SET PROBLEM 1 = Duplicate the rows verbatim, starting at the line that contains "Locate the rear" and ending with the last line of the rows.

Guyana must vigorously prosecute trafficking in persons – US
Posted By Stabroek staff On June 17, 2009 @ 5:32 am In Local News | 27 Comments
Guyana remains on the Tier 2 Watch List compiled by the US State Department in its Trafficking in Persons (TIP) Report for 2009 and has been urged to vigorously prosecute offenders.
According to the report released yesterday, “Guyana is a source country for men, women and children trafficked for the purpose of commercial sexual exploitation and forced labour.” It said that “Guyanese trafficking victims have been identified within the country, as well as in Barbados, Brazil, Trinidad and Tobago and Suriname.” “The majority of victims are trafficked internally for sexual and labour exploitation in the more heavily populated coastal areas and in the remote areas of the
The report acknowledged that Amerindian teenagers and women in interior regions as forming the predominant group of persons that were trafficked.
The Guyana government has repeatedly denied that TIP is a major problem here.

EXTRACTED DATA =
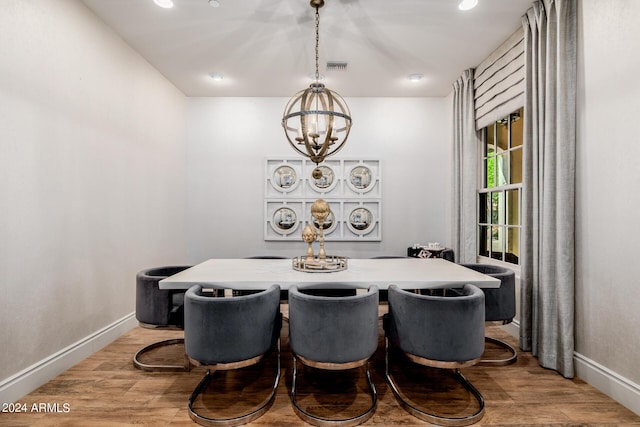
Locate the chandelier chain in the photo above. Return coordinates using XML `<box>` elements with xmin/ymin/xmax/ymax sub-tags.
<box><xmin>316</xmin><ymin>6</ymin><xmax>320</xmax><ymax>83</ymax></box>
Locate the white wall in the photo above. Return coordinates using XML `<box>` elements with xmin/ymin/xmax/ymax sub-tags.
<box><xmin>576</xmin><ymin>0</ymin><xmax>640</xmax><ymax>388</ymax></box>
<box><xmin>0</xmin><ymin>0</ymin><xmax>186</xmax><ymax>392</ymax></box>
<box><xmin>188</xmin><ymin>98</ymin><xmax>451</xmax><ymax>262</ymax></box>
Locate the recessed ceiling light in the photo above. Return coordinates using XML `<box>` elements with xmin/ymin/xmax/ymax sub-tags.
<box><xmin>458</xmin><ymin>0</ymin><xmax>478</xmax><ymax>10</ymax></box>
<box><xmin>153</xmin><ymin>0</ymin><xmax>173</xmax><ymax>9</ymax></box>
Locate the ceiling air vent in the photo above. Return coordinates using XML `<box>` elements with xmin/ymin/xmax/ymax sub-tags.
<box><xmin>327</xmin><ymin>61</ymin><xmax>347</xmax><ymax>71</ymax></box>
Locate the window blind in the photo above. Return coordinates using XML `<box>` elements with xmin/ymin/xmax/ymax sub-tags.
<box><xmin>473</xmin><ymin>28</ymin><xmax>525</xmax><ymax>130</ymax></box>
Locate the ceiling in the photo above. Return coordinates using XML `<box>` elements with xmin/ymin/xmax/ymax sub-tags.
<box><xmin>83</xmin><ymin>0</ymin><xmax>533</xmax><ymax>97</ymax></box>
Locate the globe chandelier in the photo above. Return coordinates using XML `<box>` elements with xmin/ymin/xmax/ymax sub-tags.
<box><xmin>282</xmin><ymin>0</ymin><xmax>351</xmax><ymax>179</ymax></box>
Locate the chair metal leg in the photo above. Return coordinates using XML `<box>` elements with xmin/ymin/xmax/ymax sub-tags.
<box><xmin>478</xmin><ymin>336</ymin><xmax>518</xmax><ymax>366</ymax></box>
<box><xmin>291</xmin><ymin>354</ymin><xmax>378</xmax><ymax>427</ymax></box>
<box><xmin>384</xmin><ymin>338</ymin><xmax>484</xmax><ymax>426</ymax></box>
<box><xmin>188</xmin><ymin>340</ymin><xmax>280</xmax><ymax>426</ymax></box>
<box><xmin>133</xmin><ymin>338</ymin><xmax>189</xmax><ymax>372</ymax></box>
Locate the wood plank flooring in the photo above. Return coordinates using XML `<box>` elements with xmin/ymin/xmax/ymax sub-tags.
<box><xmin>0</xmin><ymin>308</ymin><xmax>640</xmax><ymax>427</ymax></box>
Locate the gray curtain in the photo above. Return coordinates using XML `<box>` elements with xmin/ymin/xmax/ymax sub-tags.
<box><xmin>520</xmin><ymin>0</ymin><xmax>577</xmax><ymax>378</ymax></box>
<box><xmin>451</xmin><ymin>69</ymin><xmax>478</xmax><ymax>263</ymax></box>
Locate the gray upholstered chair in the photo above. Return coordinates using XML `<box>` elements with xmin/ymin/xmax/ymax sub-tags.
<box><xmin>184</xmin><ymin>285</ymin><xmax>282</xmax><ymax>426</ymax></box>
<box><xmin>289</xmin><ymin>286</ymin><xmax>378</xmax><ymax>426</ymax></box>
<box><xmin>462</xmin><ymin>264</ymin><xmax>518</xmax><ymax>366</ymax></box>
<box><xmin>133</xmin><ymin>266</ymin><xmax>191</xmax><ymax>372</ymax></box>
<box><xmin>383</xmin><ymin>285</ymin><xmax>484</xmax><ymax>426</ymax></box>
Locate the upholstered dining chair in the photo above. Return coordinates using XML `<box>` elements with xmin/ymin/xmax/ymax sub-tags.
<box><xmin>289</xmin><ymin>286</ymin><xmax>378</xmax><ymax>426</ymax></box>
<box><xmin>461</xmin><ymin>264</ymin><xmax>518</xmax><ymax>366</ymax></box>
<box><xmin>383</xmin><ymin>284</ymin><xmax>484</xmax><ymax>426</ymax></box>
<box><xmin>133</xmin><ymin>266</ymin><xmax>191</xmax><ymax>372</ymax></box>
<box><xmin>184</xmin><ymin>285</ymin><xmax>282</xmax><ymax>426</ymax></box>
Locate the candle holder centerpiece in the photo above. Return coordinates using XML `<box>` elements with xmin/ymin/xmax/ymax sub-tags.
<box><xmin>292</xmin><ymin>199</ymin><xmax>347</xmax><ymax>273</ymax></box>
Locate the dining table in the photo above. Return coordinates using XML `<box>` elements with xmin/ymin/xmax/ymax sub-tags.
<box><xmin>159</xmin><ymin>258</ymin><xmax>500</xmax><ymax>291</ymax></box>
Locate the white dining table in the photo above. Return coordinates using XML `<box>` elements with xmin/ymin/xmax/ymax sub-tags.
<box><xmin>159</xmin><ymin>258</ymin><xmax>500</xmax><ymax>290</ymax></box>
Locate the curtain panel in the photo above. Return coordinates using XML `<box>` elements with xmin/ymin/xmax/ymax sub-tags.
<box><xmin>520</xmin><ymin>0</ymin><xmax>577</xmax><ymax>378</ymax></box>
<box><xmin>451</xmin><ymin>69</ymin><xmax>479</xmax><ymax>263</ymax></box>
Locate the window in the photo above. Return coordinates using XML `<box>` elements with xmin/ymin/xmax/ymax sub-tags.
<box><xmin>478</xmin><ymin>109</ymin><xmax>523</xmax><ymax>264</ymax></box>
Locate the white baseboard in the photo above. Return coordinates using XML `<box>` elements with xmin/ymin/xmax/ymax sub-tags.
<box><xmin>573</xmin><ymin>353</ymin><xmax>640</xmax><ymax>415</ymax></box>
<box><xmin>501</xmin><ymin>321</ymin><xmax>640</xmax><ymax>415</ymax></box>
<box><xmin>0</xmin><ymin>313</ymin><xmax>138</xmax><ymax>403</ymax></box>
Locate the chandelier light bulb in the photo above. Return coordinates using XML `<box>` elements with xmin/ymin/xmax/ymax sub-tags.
<box><xmin>282</xmin><ymin>0</ymin><xmax>351</xmax><ymax>168</ymax></box>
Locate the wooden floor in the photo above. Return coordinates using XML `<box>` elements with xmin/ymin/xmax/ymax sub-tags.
<box><xmin>0</xmin><ymin>310</ymin><xmax>640</xmax><ymax>427</ymax></box>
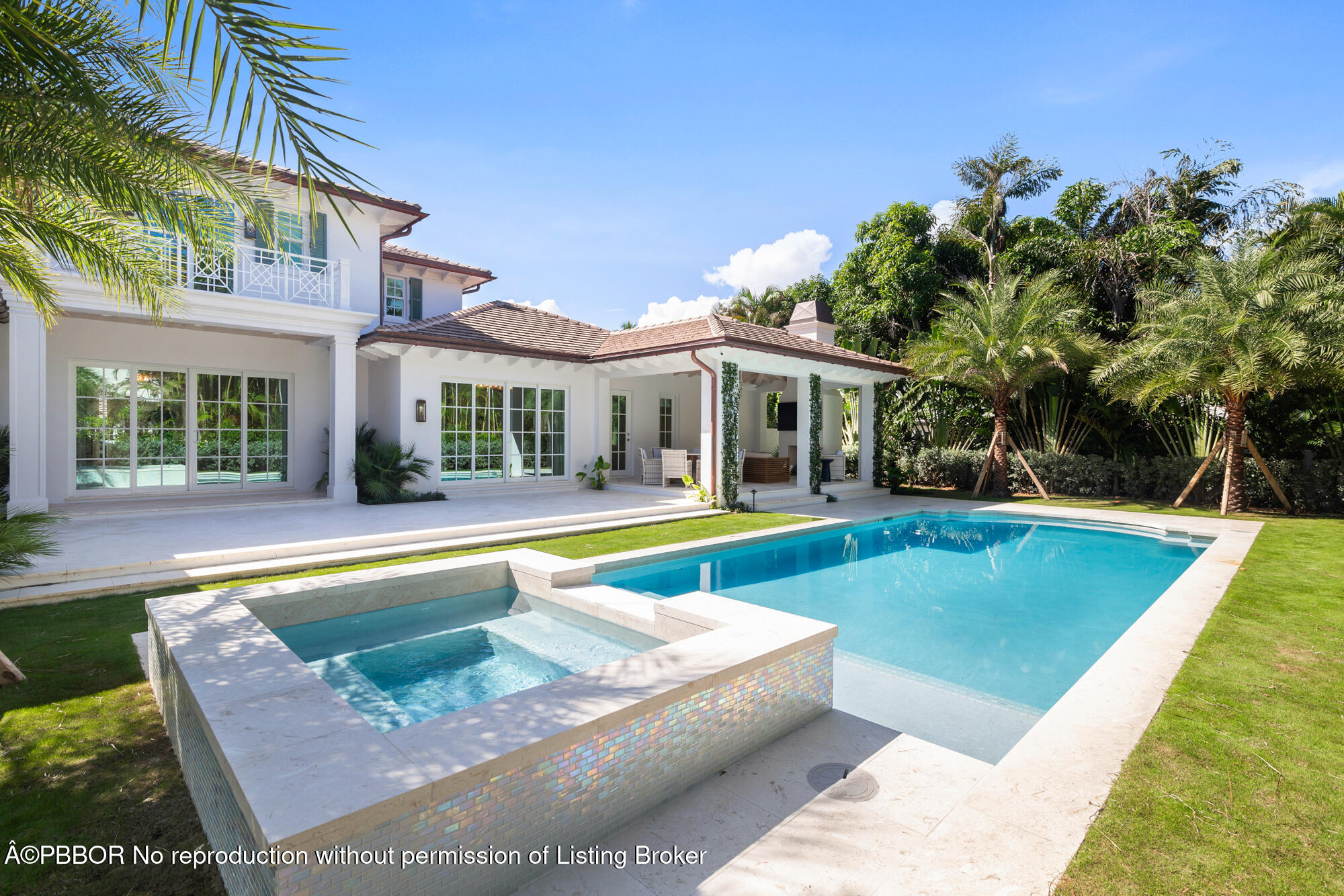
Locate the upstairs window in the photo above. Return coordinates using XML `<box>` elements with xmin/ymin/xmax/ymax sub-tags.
<box><xmin>383</xmin><ymin>277</ymin><xmax>406</xmax><ymax>318</ymax></box>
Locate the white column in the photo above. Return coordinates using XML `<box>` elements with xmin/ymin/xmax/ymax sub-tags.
<box><xmin>700</xmin><ymin>355</ymin><xmax>723</xmax><ymax>497</ymax></box>
<box><xmin>336</xmin><ymin>258</ymin><xmax>349</xmax><ymax>310</ymax></box>
<box><xmin>327</xmin><ymin>334</ymin><xmax>356</xmax><ymax>504</ymax></box>
<box><xmin>597</xmin><ymin>373</ymin><xmax>613</xmax><ymax>469</ymax></box>
<box><xmin>859</xmin><ymin>383</ymin><xmax>878</xmax><ymax>482</ymax></box>
<box><xmin>8</xmin><ymin>298</ymin><xmax>47</xmax><ymax>513</ymax></box>
<box><xmin>798</xmin><ymin>373</ymin><xmax>812</xmax><ymax>489</ymax></box>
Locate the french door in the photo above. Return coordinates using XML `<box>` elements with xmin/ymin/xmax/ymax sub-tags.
<box><xmin>194</xmin><ymin>372</ymin><xmax>289</xmax><ymax>489</ymax></box>
<box><xmin>74</xmin><ymin>364</ymin><xmax>290</xmax><ymax>494</ymax></box>
<box><xmin>612</xmin><ymin>392</ymin><xmax>630</xmax><ymax>474</ymax></box>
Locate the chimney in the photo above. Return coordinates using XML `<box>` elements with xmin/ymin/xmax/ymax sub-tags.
<box><xmin>784</xmin><ymin>300</ymin><xmax>836</xmax><ymax>345</ymax></box>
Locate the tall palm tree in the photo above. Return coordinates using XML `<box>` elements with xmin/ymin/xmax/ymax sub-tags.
<box><xmin>952</xmin><ymin>134</ymin><xmax>1064</xmax><ymax>286</ymax></box>
<box><xmin>1271</xmin><ymin>189</ymin><xmax>1344</xmax><ymax>277</ymax></box>
<box><xmin>1093</xmin><ymin>239</ymin><xmax>1344</xmax><ymax>513</ymax></box>
<box><xmin>719</xmin><ymin>286</ymin><xmax>793</xmax><ymax>328</ymax></box>
<box><xmin>905</xmin><ymin>271</ymin><xmax>1106</xmax><ymax>497</ymax></box>
<box><xmin>0</xmin><ymin>0</ymin><xmax>366</xmax><ymax>324</ymax></box>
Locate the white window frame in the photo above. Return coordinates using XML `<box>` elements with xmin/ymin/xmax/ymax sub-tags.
<box><xmin>437</xmin><ymin>373</ymin><xmax>574</xmax><ymax>489</ymax></box>
<box><xmin>606</xmin><ymin>390</ymin><xmax>634</xmax><ymax>476</ymax></box>
<box><xmin>66</xmin><ymin>359</ymin><xmax>297</xmax><ymax>501</ymax></box>
<box><xmin>383</xmin><ymin>274</ymin><xmax>403</xmax><ymax>324</ymax></box>
<box><xmin>653</xmin><ymin>392</ymin><xmax>681</xmax><ymax>449</ymax></box>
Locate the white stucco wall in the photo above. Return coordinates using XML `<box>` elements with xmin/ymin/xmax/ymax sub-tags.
<box><xmin>375</xmin><ymin>262</ymin><xmax>480</xmax><ymax>322</ymax></box>
<box><xmin>47</xmin><ymin>317</ymin><xmax>329</xmax><ymax>501</ymax></box>
<box><xmin>612</xmin><ymin>373</ymin><xmax>703</xmax><ymax>474</ymax></box>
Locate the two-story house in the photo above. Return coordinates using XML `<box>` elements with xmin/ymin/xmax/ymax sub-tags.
<box><xmin>0</xmin><ymin>163</ymin><xmax>903</xmax><ymax>508</ymax></box>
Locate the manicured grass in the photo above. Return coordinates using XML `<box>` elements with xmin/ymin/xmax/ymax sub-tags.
<box><xmin>0</xmin><ymin>513</ymin><xmax>809</xmax><ymax>896</ymax></box>
<box><xmin>1032</xmin><ymin>501</ymin><xmax>1344</xmax><ymax>896</ymax></box>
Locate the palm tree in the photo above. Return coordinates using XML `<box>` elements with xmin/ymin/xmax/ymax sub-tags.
<box><xmin>718</xmin><ymin>286</ymin><xmax>793</xmax><ymax>328</ymax></box>
<box><xmin>1093</xmin><ymin>239</ymin><xmax>1344</xmax><ymax>513</ymax></box>
<box><xmin>0</xmin><ymin>0</ymin><xmax>358</xmax><ymax>324</ymax></box>
<box><xmin>952</xmin><ymin>134</ymin><xmax>1064</xmax><ymax>287</ymax></box>
<box><xmin>349</xmin><ymin>422</ymin><xmax>434</xmax><ymax>504</ymax></box>
<box><xmin>905</xmin><ymin>271</ymin><xmax>1106</xmax><ymax>497</ymax></box>
<box><xmin>1271</xmin><ymin>189</ymin><xmax>1344</xmax><ymax>277</ymax></box>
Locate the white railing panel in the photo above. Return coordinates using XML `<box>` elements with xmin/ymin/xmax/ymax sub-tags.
<box><xmin>142</xmin><ymin>238</ymin><xmax>339</xmax><ymax>308</ymax></box>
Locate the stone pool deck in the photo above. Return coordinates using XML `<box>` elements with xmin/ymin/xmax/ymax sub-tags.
<box><xmin>519</xmin><ymin>498</ymin><xmax>1261</xmax><ymax>896</ymax></box>
<box><xmin>0</xmin><ymin>485</ymin><xmax>720</xmax><ymax>607</ymax></box>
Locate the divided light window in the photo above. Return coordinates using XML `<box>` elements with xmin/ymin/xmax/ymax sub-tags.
<box><xmin>438</xmin><ymin>383</ymin><xmax>504</xmax><ymax>482</ymax></box>
<box><xmin>659</xmin><ymin>395</ymin><xmax>676</xmax><ymax>447</ymax></box>
<box><xmin>383</xmin><ymin>277</ymin><xmax>406</xmax><ymax>317</ymax></box>
<box><xmin>74</xmin><ymin>364</ymin><xmax>290</xmax><ymax>492</ymax></box>
<box><xmin>439</xmin><ymin>383</ymin><xmax>567</xmax><ymax>482</ymax></box>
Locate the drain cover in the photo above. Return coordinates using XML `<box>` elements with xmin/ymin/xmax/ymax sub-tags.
<box><xmin>808</xmin><ymin>762</ymin><xmax>878</xmax><ymax>802</ymax></box>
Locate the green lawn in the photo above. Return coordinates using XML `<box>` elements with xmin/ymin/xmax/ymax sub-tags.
<box><xmin>0</xmin><ymin>490</ymin><xmax>1344</xmax><ymax>896</ymax></box>
<box><xmin>910</xmin><ymin>489</ymin><xmax>1344</xmax><ymax>896</ymax></box>
<box><xmin>0</xmin><ymin>513</ymin><xmax>809</xmax><ymax>896</ymax></box>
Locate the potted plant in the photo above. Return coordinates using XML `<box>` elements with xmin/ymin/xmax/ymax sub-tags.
<box><xmin>574</xmin><ymin>454</ymin><xmax>612</xmax><ymax>489</ymax></box>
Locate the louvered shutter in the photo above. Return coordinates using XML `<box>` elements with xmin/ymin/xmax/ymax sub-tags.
<box><xmin>308</xmin><ymin>211</ymin><xmax>327</xmax><ymax>270</ymax></box>
<box><xmin>409</xmin><ymin>277</ymin><xmax>425</xmax><ymax>321</ymax></box>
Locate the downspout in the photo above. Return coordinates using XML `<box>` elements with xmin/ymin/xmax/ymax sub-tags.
<box><xmin>691</xmin><ymin>351</ymin><xmax>719</xmax><ymax>496</ymax></box>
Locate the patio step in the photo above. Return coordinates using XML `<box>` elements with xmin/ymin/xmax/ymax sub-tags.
<box><xmin>0</xmin><ymin>502</ymin><xmax>723</xmax><ymax>606</ymax></box>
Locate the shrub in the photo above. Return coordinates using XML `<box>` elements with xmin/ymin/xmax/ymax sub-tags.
<box><xmin>905</xmin><ymin>449</ymin><xmax>1344</xmax><ymax>513</ymax></box>
<box><xmin>351</xmin><ymin>423</ymin><xmax>448</xmax><ymax>504</ymax></box>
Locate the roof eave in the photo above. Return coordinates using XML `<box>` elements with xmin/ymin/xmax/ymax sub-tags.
<box><xmin>358</xmin><ymin>329</ymin><xmax>591</xmax><ymax>364</ymax></box>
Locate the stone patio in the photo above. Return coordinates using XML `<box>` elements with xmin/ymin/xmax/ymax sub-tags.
<box><xmin>0</xmin><ymin>485</ymin><xmax>718</xmax><ymax>606</ymax></box>
<box><xmin>519</xmin><ymin>498</ymin><xmax>1261</xmax><ymax>896</ymax></box>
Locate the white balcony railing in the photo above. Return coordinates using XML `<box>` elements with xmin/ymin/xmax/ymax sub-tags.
<box><xmin>149</xmin><ymin>239</ymin><xmax>349</xmax><ymax>309</ymax></box>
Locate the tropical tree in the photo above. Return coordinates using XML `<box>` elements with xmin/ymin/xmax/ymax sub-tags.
<box><xmin>1271</xmin><ymin>189</ymin><xmax>1344</xmax><ymax>277</ymax></box>
<box><xmin>1093</xmin><ymin>238</ymin><xmax>1344</xmax><ymax>513</ymax></box>
<box><xmin>952</xmin><ymin>134</ymin><xmax>1064</xmax><ymax>286</ymax></box>
<box><xmin>906</xmin><ymin>271</ymin><xmax>1106</xmax><ymax>497</ymax></box>
<box><xmin>719</xmin><ymin>286</ymin><xmax>793</xmax><ymax>328</ymax></box>
<box><xmin>0</xmin><ymin>0</ymin><xmax>358</xmax><ymax>324</ymax></box>
<box><xmin>349</xmin><ymin>422</ymin><xmax>434</xmax><ymax>504</ymax></box>
<box><xmin>832</xmin><ymin>203</ymin><xmax>950</xmax><ymax>344</ymax></box>
<box><xmin>1004</xmin><ymin>179</ymin><xmax>1200</xmax><ymax>329</ymax></box>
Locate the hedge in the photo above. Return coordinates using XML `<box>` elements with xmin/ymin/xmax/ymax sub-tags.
<box><xmin>906</xmin><ymin>449</ymin><xmax>1344</xmax><ymax>513</ymax></box>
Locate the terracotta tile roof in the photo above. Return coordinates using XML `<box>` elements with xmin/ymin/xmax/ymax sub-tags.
<box><xmin>195</xmin><ymin>141</ymin><xmax>429</xmax><ymax>220</ymax></box>
<box><xmin>383</xmin><ymin>243</ymin><xmax>495</xmax><ymax>282</ymax></box>
<box><xmin>360</xmin><ymin>301</ymin><xmax>909</xmax><ymax>375</ymax></box>
<box><xmin>376</xmin><ymin>301</ymin><xmax>607</xmax><ymax>361</ymax></box>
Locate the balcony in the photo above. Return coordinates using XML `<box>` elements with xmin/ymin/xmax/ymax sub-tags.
<box><xmin>149</xmin><ymin>238</ymin><xmax>349</xmax><ymax>309</ymax></box>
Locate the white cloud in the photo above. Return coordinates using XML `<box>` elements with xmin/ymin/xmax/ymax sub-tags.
<box><xmin>634</xmin><ymin>296</ymin><xmax>719</xmax><ymax>326</ymax></box>
<box><xmin>929</xmin><ymin>199</ymin><xmax>957</xmax><ymax>230</ymax></box>
<box><xmin>702</xmin><ymin>230</ymin><xmax>831</xmax><ymax>298</ymax></box>
<box><xmin>508</xmin><ymin>298</ymin><xmax>563</xmax><ymax>314</ymax></box>
<box><xmin>1297</xmin><ymin>160</ymin><xmax>1344</xmax><ymax>199</ymax></box>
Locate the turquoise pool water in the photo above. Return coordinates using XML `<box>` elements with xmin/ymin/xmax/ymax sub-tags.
<box><xmin>274</xmin><ymin>588</ymin><xmax>663</xmax><ymax>732</ymax></box>
<box><xmin>595</xmin><ymin>514</ymin><xmax>1203</xmax><ymax>720</ymax></box>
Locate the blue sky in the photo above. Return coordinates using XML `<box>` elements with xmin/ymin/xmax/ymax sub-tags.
<box><xmin>305</xmin><ymin>0</ymin><xmax>1344</xmax><ymax>326</ymax></box>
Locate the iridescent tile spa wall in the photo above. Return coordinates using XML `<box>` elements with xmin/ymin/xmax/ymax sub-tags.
<box><xmin>151</xmin><ymin>627</ymin><xmax>832</xmax><ymax>896</ymax></box>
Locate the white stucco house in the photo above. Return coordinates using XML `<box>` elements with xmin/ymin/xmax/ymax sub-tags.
<box><xmin>0</xmin><ymin>169</ymin><xmax>905</xmax><ymax>509</ymax></box>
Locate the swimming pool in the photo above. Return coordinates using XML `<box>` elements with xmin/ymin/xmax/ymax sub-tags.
<box><xmin>594</xmin><ymin>513</ymin><xmax>1206</xmax><ymax>758</ymax></box>
<box><xmin>274</xmin><ymin>588</ymin><xmax>664</xmax><ymax>733</ymax></box>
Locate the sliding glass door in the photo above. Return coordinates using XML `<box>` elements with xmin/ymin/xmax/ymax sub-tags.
<box><xmin>439</xmin><ymin>383</ymin><xmax>569</xmax><ymax>482</ymax></box>
<box><xmin>612</xmin><ymin>392</ymin><xmax>630</xmax><ymax>473</ymax></box>
<box><xmin>74</xmin><ymin>364</ymin><xmax>290</xmax><ymax>493</ymax></box>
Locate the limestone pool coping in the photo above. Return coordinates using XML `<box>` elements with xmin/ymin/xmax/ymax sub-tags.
<box><xmin>145</xmin><ymin>548</ymin><xmax>836</xmax><ymax>849</ymax></box>
<box><xmin>524</xmin><ymin>496</ymin><xmax>1262</xmax><ymax>896</ymax></box>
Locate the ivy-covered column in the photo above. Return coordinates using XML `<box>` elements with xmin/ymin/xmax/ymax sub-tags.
<box><xmin>719</xmin><ymin>361</ymin><xmax>742</xmax><ymax>510</ymax></box>
<box><xmin>808</xmin><ymin>373</ymin><xmax>821</xmax><ymax>494</ymax></box>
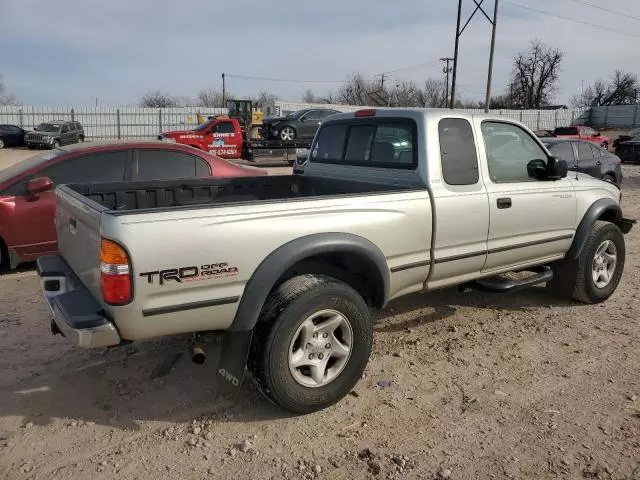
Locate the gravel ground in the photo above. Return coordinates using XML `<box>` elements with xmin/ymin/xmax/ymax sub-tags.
<box><xmin>0</xmin><ymin>148</ymin><xmax>640</xmax><ymax>480</ymax></box>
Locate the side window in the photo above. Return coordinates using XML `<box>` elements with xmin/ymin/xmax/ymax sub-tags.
<box><xmin>194</xmin><ymin>157</ymin><xmax>211</xmax><ymax>177</ymax></box>
<box><xmin>213</xmin><ymin>122</ymin><xmax>234</xmax><ymax>133</ymax></box>
<box><xmin>438</xmin><ymin>118</ymin><xmax>480</xmax><ymax>185</ymax></box>
<box><xmin>344</xmin><ymin>125</ymin><xmax>375</xmax><ymax>163</ymax></box>
<box><xmin>136</xmin><ymin>150</ymin><xmax>196</xmax><ymax>181</ymax></box>
<box><xmin>482</xmin><ymin>121</ymin><xmax>547</xmax><ymax>183</ymax></box>
<box><xmin>576</xmin><ymin>142</ymin><xmax>593</xmax><ymax>162</ymax></box>
<box><xmin>41</xmin><ymin>150</ymin><xmax>127</xmax><ymax>185</ymax></box>
<box><xmin>550</xmin><ymin>142</ymin><xmax>576</xmax><ymax>166</ymax></box>
<box><xmin>311</xmin><ymin>124</ymin><xmax>347</xmax><ymax>162</ymax></box>
<box><xmin>310</xmin><ymin>119</ymin><xmax>417</xmax><ymax>169</ymax></box>
<box><xmin>589</xmin><ymin>143</ymin><xmax>604</xmax><ymax>158</ymax></box>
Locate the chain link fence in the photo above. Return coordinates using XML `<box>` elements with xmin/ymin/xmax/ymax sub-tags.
<box><xmin>0</xmin><ymin>102</ymin><xmax>592</xmax><ymax>139</ymax></box>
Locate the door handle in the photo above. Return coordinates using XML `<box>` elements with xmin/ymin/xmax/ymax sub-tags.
<box><xmin>497</xmin><ymin>197</ymin><xmax>511</xmax><ymax>209</ymax></box>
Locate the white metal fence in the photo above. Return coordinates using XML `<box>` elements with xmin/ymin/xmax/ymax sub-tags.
<box><xmin>0</xmin><ymin>102</ymin><xmax>585</xmax><ymax>139</ymax></box>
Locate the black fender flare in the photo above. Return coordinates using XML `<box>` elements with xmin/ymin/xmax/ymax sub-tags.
<box><xmin>565</xmin><ymin>198</ymin><xmax>629</xmax><ymax>260</ymax></box>
<box><xmin>229</xmin><ymin>233</ymin><xmax>390</xmax><ymax>332</ymax></box>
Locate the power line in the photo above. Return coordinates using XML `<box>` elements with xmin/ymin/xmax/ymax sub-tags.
<box><xmin>503</xmin><ymin>0</ymin><xmax>640</xmax><ymax>38</ymax></box>
<box><xmin>570</xmin><ymin>0</ymin><xmax>640</xmax><ymax>21</ymax></box>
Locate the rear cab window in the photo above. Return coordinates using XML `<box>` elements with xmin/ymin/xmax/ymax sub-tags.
<box><xmin>310</xmin><ymin>117</ymin><xmax>418</xmax><ymax>170</ymax></box>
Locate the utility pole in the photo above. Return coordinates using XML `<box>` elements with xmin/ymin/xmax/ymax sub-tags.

SET PROBLEM 2 = Write the next part of the article on Guyana and trafficking in persons, picking up after its final sentence.

WRITTEN REPLY 1 =
Locate the rear cab window in the photo above. Return coordinates using XML `<box>` elements with xmin/ymin/xmax/ymax sub-tags.
<box><xmin>310</xmin><ymin>117</ymin><xmax>418</xmax><ymax>170</ymax></box>
Locate the utility pole in the photo above. Return coordinates using XML `<box>` elements with xmin/ymin/xmax/ymax sub-tags.

WRITTEN REPLY 2 =
The report urges that Guyana vigorously investigate and prosecute trafficking offences, and seek convictions and punishment of trafficking offenders. Further, it recommended a proactive measure of identifying trafficking victims among vulnerable populations such as women and children in prostitutions. It was also recommended that victims be protected throughout the process of criminal investigations and prosecutions assign more judges and court personnel to handle trafficking cases in the country’s interior regions, and expand anti-trafficking training for police and magistrates.
The report noted that “the government had made negligible law-enforcement progress against human trafficking over the last year. It, however, noted the provisions of the Combating Trafficking of Persons Act of 2005. The report said that during the past year, trafficking investigations increased from six in 2007 to eight.
According to the document, “legal cases against alleged trafficking offenders usually did not progress through the trial phase, as charges against most suspects are dropped prior or during the prosecution.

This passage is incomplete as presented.